ENTRIES PROVIDED |

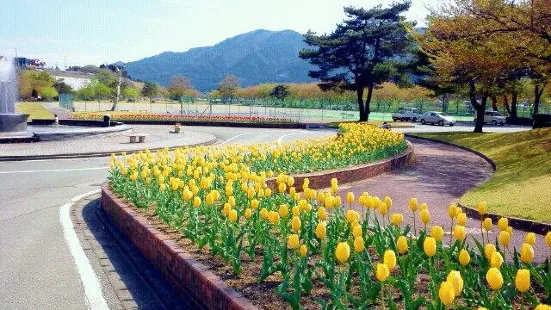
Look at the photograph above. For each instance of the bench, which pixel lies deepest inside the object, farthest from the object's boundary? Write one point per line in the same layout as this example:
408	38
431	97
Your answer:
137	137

==

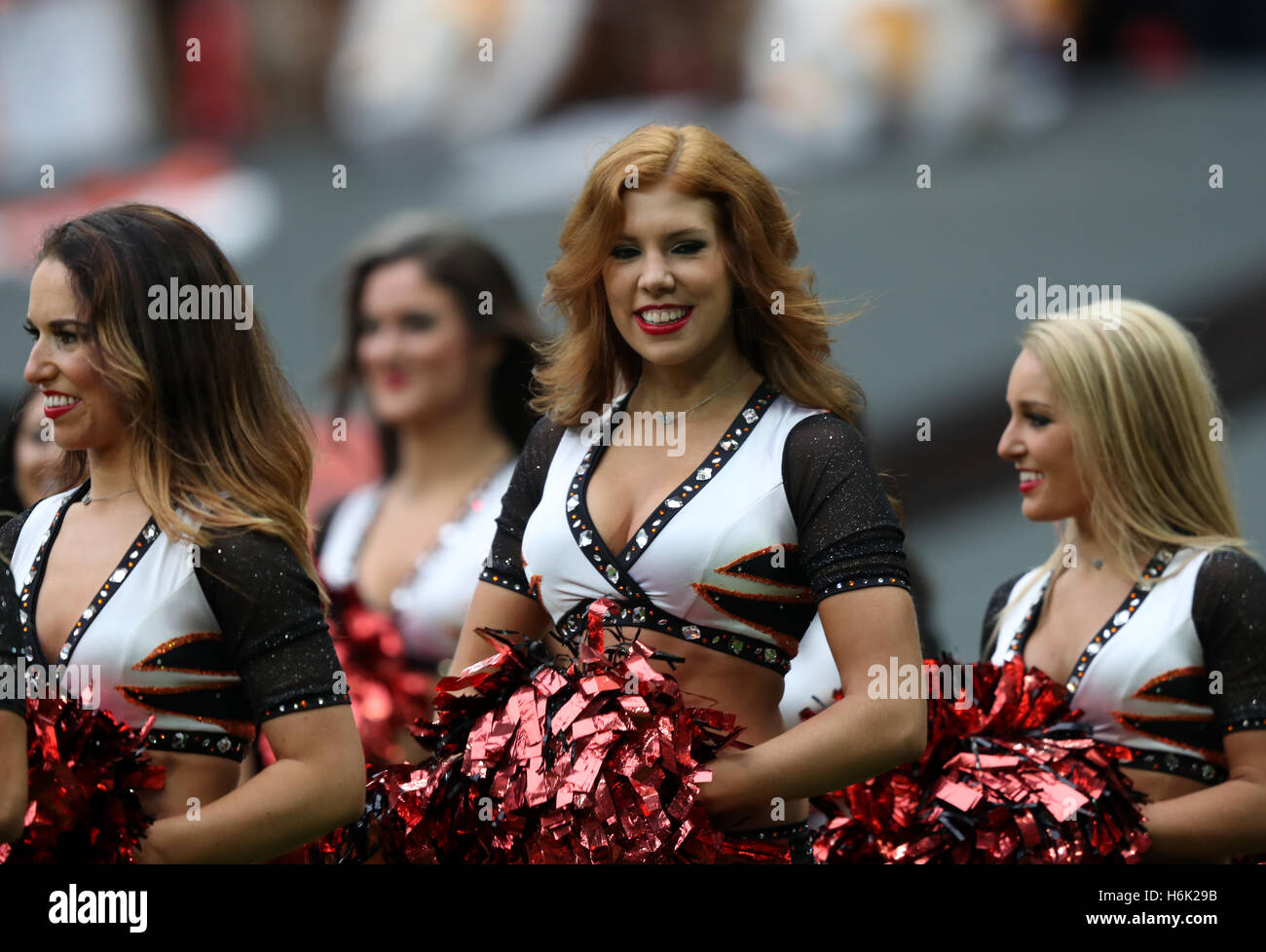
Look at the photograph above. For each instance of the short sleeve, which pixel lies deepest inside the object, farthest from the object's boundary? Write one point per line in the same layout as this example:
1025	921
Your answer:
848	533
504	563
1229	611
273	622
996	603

...

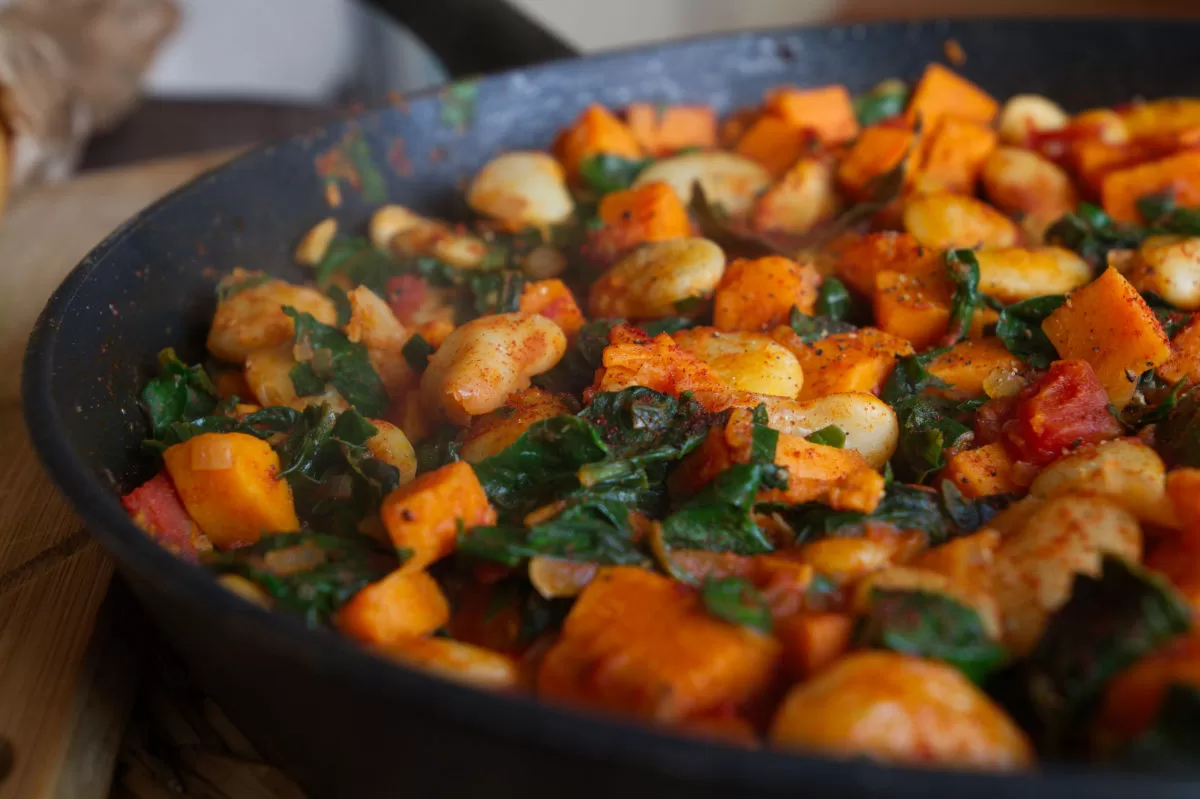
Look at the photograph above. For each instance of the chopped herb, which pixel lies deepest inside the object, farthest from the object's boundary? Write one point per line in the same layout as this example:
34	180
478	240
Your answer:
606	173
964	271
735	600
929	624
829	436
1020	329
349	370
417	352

TASK GOAL | The answer must consist of every line above that contains the word "pixel".

FINISHED EXERCISE |
Look at the photograph above. For each instance of the bench, which pixel lies deepest inside the object, farthest from the object's boundary? Write one point per line in the same layout as this example:
Look at the photograph above. For each instance of the short sleeve, which pixel lies deepest inside the object, farthest from the object's boundary? Write one point per line in the same layout as this example:
Look at the photograph above. For each instance of the chopped herb, which pixel lies deepest inside the object, farthest from the object's boundary? Write one point per line in the same layout as this example:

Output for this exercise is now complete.